● **Instructions to follow**:
Copy out word for word only the lines of the items below that run from the line containing "In this exercise you will identify every instance of the white" through the last line of the items, including both ends.
** Start of Provided material **
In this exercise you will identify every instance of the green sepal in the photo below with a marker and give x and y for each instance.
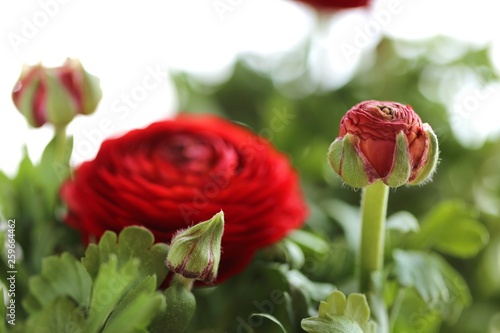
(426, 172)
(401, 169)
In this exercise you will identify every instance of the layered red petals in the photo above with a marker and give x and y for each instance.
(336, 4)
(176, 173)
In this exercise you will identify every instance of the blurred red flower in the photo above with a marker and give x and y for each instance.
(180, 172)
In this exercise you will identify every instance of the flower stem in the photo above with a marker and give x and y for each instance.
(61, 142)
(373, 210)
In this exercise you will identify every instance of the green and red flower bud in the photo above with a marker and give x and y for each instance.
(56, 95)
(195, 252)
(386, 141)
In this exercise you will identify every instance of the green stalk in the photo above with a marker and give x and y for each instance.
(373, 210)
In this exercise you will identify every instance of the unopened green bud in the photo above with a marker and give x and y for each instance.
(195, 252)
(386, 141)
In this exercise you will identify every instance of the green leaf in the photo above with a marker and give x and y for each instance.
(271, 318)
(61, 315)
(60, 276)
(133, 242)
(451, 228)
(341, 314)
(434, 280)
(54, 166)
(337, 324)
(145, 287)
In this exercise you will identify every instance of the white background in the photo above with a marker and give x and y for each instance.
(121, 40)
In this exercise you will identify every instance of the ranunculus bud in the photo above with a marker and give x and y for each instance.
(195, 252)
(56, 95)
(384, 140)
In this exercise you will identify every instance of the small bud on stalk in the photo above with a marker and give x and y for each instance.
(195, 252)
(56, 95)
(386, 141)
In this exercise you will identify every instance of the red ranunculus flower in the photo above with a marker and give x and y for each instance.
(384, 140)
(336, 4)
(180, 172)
** End of Provided material **
● **Answer to this exercise**:
In this exercise you will identify every instance of the white background in the photo above with a marker and give x and y for each instance.
(121, 40)
In this exercise you will identify every instance of the ranunculus bud in the photo above with a marker and give x and y for each instance.
(195, 252)
(56, 95)
(384, 140)
In this exercise you will identify every instance of the small bud on stalk in the photo above with a marker and give x and y for each instance.
(195, 252)
(56, 95)
(386, 141)
In this exercise you will identify every instance of the red ranunculus flower in the photo above with a marker and give x and y for each instance.
(384, 140)
(336, 4)
(180, 172)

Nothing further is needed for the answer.